:: PAGINATEKST ::
#####
Uit mijn blog van oktober 2009: Eten is nu voor Jens: naar mijn stoel kruipen en erop tikken, om te laten zien dat ik honger heb, kiezen tussen een koekje en een soepstengel, duidelijk maken dat ze op moeten schieten met de volgende hap, ‘wijzen’ naar de beker omdat ik eerst wil drinken, vragen om het afsluitende liedje, en het volgende. Soms zelf mijn boterham eten, maar liever met hulp omdat dat makkelijker is. Frietjes eten op een feestje en chips op de bank voor de tv. Eten is eindelijk wat het zijn moet: lekker – sociaal.
We boeken een enkele reis voor de voedingspomp naar de leverancier.
1,5 Jaar later komt hij retour. Jens geeft, na een fikse griep, er volledig de brui aan. Hij is niet meer tot eten en drinken te verleiden en sondevoeding wordt zijn levenslijn. Waar hij voorheen zelfs in slechte tijden enkele hapjes at en slokjes dronk, krijgen we er nu geen milligram of milliliter in. Wat een terugslag, wat een zwaar gelag. In samenspraak met de logopedist blijven we het toch proberen. We weten immers dat hij het kan en dat hij er heel veel plezier aan kan beleven. Bovendien is eten en drinken zoveel gezonder dan sondevoeding en helpt het ook bij het ontwikkelen van mond-, keel- en kaakspieren. We behalen echter geen enkel succes. Artsen geven hem op: eten is, met de mogelijkheid van sondevoeding, geen noodzaak voor Jens en ach, “dit hoort nu eenmaal bij zulke kindjes”.
Twee en een half jaar gaan er voorbij. Jens drinkt iedere dag een paar slokjes thee en eet een paar hapjes soep. Tot na een nieuwe griep. Ineens lijkt hij met meer smaak te drinken. Hij reikt voortdurend naar de beker. Zou hij het zélf willen doen? Zou hij het nog kunnen? Ik diep zijn plastic bekerhouder met grote handvaten op, schuif er zijn oude vertrouwde medicijnbekertje in en zet het voor hem neer. Met horten en stoten pakt Jens de beker op en brengt hem, scheef, naar zijn mond. Hij neemt een slok. Hij zet hem neer. Duwt mijn beschermende hand weg. Tilt de beker weer op en neemt nog een slok.
#####
:: GEGEVENS ::
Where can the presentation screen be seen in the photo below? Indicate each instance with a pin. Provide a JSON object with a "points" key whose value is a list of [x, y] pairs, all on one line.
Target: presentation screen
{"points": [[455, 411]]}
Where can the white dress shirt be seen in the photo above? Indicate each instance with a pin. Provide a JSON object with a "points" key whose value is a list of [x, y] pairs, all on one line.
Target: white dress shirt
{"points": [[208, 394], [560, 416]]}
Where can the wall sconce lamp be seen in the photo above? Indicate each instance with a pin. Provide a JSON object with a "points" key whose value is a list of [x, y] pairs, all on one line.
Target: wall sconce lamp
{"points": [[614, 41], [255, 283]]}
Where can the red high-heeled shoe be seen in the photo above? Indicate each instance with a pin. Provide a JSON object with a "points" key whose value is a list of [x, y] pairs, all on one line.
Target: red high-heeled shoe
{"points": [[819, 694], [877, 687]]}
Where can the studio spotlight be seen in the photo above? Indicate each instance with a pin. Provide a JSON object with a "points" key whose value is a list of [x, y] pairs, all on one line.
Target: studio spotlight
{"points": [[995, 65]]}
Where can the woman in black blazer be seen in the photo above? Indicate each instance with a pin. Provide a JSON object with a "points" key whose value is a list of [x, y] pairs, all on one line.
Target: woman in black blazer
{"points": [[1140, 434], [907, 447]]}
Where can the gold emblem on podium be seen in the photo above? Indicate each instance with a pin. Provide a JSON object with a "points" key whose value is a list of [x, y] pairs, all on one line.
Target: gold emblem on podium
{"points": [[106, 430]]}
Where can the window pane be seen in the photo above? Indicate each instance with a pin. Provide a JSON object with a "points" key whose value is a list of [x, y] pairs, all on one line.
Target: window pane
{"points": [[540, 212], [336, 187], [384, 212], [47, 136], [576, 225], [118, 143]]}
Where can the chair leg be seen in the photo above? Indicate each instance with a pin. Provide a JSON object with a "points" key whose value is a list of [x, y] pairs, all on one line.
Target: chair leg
#####
:: UIT TE VOEREN OPDRACHTEN ::
a) Beantwoord de volgende vragen over de tekst over Jens:
(i) Uit welke maand en welk jaar stamt het blogfragment aan het begin?
(ii) Na hoeveel tijd komt de voedingspomp retour?
(iii) Welk bekertje schuift de ik-persoon in de plastic bekerhouder?
b) Typ uit de tekst over Jens letterlijk het stuk over dat opent met de woorden waarin "Twee en een" staat en afsluit met "nog een slok.".
De gegevens doen hier niet ter zake.

:: OVERZICHT ANTWOORDEN ::
a)
(i) Oktober 2009.
(ii) 1,5 jaar later.
(iii) Zijn oude vertrouwde medicijnbekertje.

b)
Twee en een half jaar gaan er voorbij. Jens drinkt iedere dag een paar slokjes thee en eet een paar hapjes soep. Tot na een nieuwe griep. Ineens lijkt hij met meer smaak te drinken. Hij reikt voortdurend naar de beker. Zou hij het zélf willen doen? Zou hij het nog kunnen? Ik diep zijn plastic bekerhouder met grote handvaten op, schuif er zijn oude vertrouwde medicijnbekertje in en zet het voor hem neer. Met horten en stoten pakt Jens de beker op en brengt hem, scheef, naar zijn mond. Hij neemt een slok. Hij zet hem neer. Duwt mijn beschermende hand weg. Tilt de beker weer op en neemt nog een slok.